表題の言葉は、知っている人は日常的に使うので気になることもないと思うのですが、知らなかった私はかなり驚きました。
インターネットで「ご安全に」と検索すると、予測で「おかしい」などの文字が付いてきます。どうも気になるのは私だけではなさそうです。
「ご安全に」とは
私同様、この言葉を知らない人もいるのではないでしょうか。
「ご安全に」とは、現在、作業現場において作業の安全を願って広く使われているあいさつのようで、下記のデータベースを見ると、語源はドイツの鉱山で使われていた「ご無事で (グリユックアウフ)」だそうです。
なぜ、ドイツで言われていたように「ご無事に」ではいけなかったんでしょうか。また、なぜ「ご安全に」はおかしいと感じるのでしょうか。
文法的な問題点~敬語は人にしか使えない
先に、「ご安全に」とは「作業の安全」を願うあいさつと書きました。これに違和感のある人はいないと思います。何を言いたいかというと、「安全」は、基本として人に係る言葉ではないということです。
たとえば愛する家族が自然災害や事故に遭ったとき、電話をかけてまず確認するのは「無事か!?」ということであり、安全かどうかではありません。「無事か!?」と聞けばそれだけで主語は電話を受け、質問されている本人だと分かります。質問された人自身に、ケガや病気がないかを確認しているのです。そして、もし家族が親など目上であれば「ご無事ですか?」と敬語が使えます。
一方で、もし「安全か!?」とだけ質問するとしたら、それは質問された人自身にケガがあろうとなかろうと関係ありません。質問に答えるなら「あぁ、避難所まで来たよ。腕の骨が折れたから治療してもらってる」というような返答ができます。つまりこの場合、安全なのは「場所」です。したがって相手が親など目上であったとしても、「ご安全ですか?」とはならず、「そこは安全ですか?」「安全な場所にいらっしゃいますか?」という言葉遣いになります。
このように、敬語としての「ご」は人にしか付きませんので、「ご安全に」という使い方に対して、多くの人が違和感を覚えるのです。
もし、人に対して「安全」を使うとどうなるでしょうか。

§ **提供資料**
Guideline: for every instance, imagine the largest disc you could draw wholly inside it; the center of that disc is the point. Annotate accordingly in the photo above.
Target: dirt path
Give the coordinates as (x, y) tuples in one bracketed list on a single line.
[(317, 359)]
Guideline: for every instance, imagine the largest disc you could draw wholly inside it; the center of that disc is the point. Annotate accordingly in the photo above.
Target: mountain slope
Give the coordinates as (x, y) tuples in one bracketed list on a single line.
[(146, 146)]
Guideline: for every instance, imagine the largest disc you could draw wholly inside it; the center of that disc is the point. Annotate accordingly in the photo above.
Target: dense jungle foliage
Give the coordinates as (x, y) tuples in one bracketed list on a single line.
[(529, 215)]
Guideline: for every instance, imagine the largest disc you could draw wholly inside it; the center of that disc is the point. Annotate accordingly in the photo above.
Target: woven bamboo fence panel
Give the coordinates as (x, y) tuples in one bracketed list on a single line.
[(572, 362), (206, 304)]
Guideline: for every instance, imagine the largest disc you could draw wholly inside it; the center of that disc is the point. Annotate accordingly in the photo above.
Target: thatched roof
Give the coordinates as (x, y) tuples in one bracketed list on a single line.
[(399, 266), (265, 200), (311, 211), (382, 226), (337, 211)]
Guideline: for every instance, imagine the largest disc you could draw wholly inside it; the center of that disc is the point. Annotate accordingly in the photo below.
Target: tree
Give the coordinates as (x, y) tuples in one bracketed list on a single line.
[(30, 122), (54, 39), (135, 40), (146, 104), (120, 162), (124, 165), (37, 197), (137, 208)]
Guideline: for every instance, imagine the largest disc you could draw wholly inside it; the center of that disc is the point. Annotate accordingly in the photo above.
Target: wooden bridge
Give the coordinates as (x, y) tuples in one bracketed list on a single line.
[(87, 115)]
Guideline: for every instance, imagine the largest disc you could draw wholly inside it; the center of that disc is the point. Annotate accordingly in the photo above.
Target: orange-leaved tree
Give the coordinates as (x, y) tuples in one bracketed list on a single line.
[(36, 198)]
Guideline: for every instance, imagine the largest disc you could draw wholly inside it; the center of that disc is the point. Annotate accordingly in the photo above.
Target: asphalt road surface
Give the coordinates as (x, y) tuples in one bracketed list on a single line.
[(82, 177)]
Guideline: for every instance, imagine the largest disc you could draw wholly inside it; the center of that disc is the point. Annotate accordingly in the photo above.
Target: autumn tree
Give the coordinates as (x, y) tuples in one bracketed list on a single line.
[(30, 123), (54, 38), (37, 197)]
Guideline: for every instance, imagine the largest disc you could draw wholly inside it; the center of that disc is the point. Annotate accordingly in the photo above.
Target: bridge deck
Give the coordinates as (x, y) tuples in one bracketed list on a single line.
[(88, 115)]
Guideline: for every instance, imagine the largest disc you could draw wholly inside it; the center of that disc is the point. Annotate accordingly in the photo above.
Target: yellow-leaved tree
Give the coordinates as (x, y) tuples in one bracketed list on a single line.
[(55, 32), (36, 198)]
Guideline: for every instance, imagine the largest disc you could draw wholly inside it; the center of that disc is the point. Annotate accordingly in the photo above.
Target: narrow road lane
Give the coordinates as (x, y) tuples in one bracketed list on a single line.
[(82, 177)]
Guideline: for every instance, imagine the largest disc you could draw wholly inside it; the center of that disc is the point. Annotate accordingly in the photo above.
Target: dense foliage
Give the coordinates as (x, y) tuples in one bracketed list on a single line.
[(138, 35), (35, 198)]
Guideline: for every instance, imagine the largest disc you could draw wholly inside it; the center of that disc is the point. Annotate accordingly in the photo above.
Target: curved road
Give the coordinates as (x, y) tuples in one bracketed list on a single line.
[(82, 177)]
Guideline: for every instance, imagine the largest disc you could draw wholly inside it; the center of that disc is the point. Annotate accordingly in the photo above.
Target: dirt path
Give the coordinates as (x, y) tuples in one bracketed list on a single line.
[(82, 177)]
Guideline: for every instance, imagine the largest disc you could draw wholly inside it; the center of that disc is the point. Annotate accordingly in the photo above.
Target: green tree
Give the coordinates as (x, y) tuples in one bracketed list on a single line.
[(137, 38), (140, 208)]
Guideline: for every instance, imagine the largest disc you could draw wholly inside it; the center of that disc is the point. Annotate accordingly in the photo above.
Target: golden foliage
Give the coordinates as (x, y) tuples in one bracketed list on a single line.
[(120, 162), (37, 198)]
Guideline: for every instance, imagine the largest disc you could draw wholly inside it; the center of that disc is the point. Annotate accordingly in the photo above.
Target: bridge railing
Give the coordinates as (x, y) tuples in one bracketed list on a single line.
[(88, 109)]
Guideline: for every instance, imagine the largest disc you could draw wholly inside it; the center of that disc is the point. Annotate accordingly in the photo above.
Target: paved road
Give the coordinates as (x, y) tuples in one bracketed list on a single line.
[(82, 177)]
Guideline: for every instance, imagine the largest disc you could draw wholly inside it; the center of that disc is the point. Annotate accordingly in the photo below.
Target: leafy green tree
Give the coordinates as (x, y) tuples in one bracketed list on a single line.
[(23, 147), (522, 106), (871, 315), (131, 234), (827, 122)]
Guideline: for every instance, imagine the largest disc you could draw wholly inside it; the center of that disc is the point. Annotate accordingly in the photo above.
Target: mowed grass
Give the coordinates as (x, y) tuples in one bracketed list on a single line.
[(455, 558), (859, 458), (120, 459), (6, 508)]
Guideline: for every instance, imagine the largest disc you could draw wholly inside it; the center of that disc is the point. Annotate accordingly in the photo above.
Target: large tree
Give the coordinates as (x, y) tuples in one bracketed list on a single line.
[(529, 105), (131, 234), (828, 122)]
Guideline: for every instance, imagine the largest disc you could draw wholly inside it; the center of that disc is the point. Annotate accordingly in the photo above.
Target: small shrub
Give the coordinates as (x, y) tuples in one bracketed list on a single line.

§ **問題**
課題文によると、「ご安全に」の語源とされる言葉は何ですか。

§ **解答**
ドイツの鉱山で使われていた「ご無事で (グリユックアウフ)」です。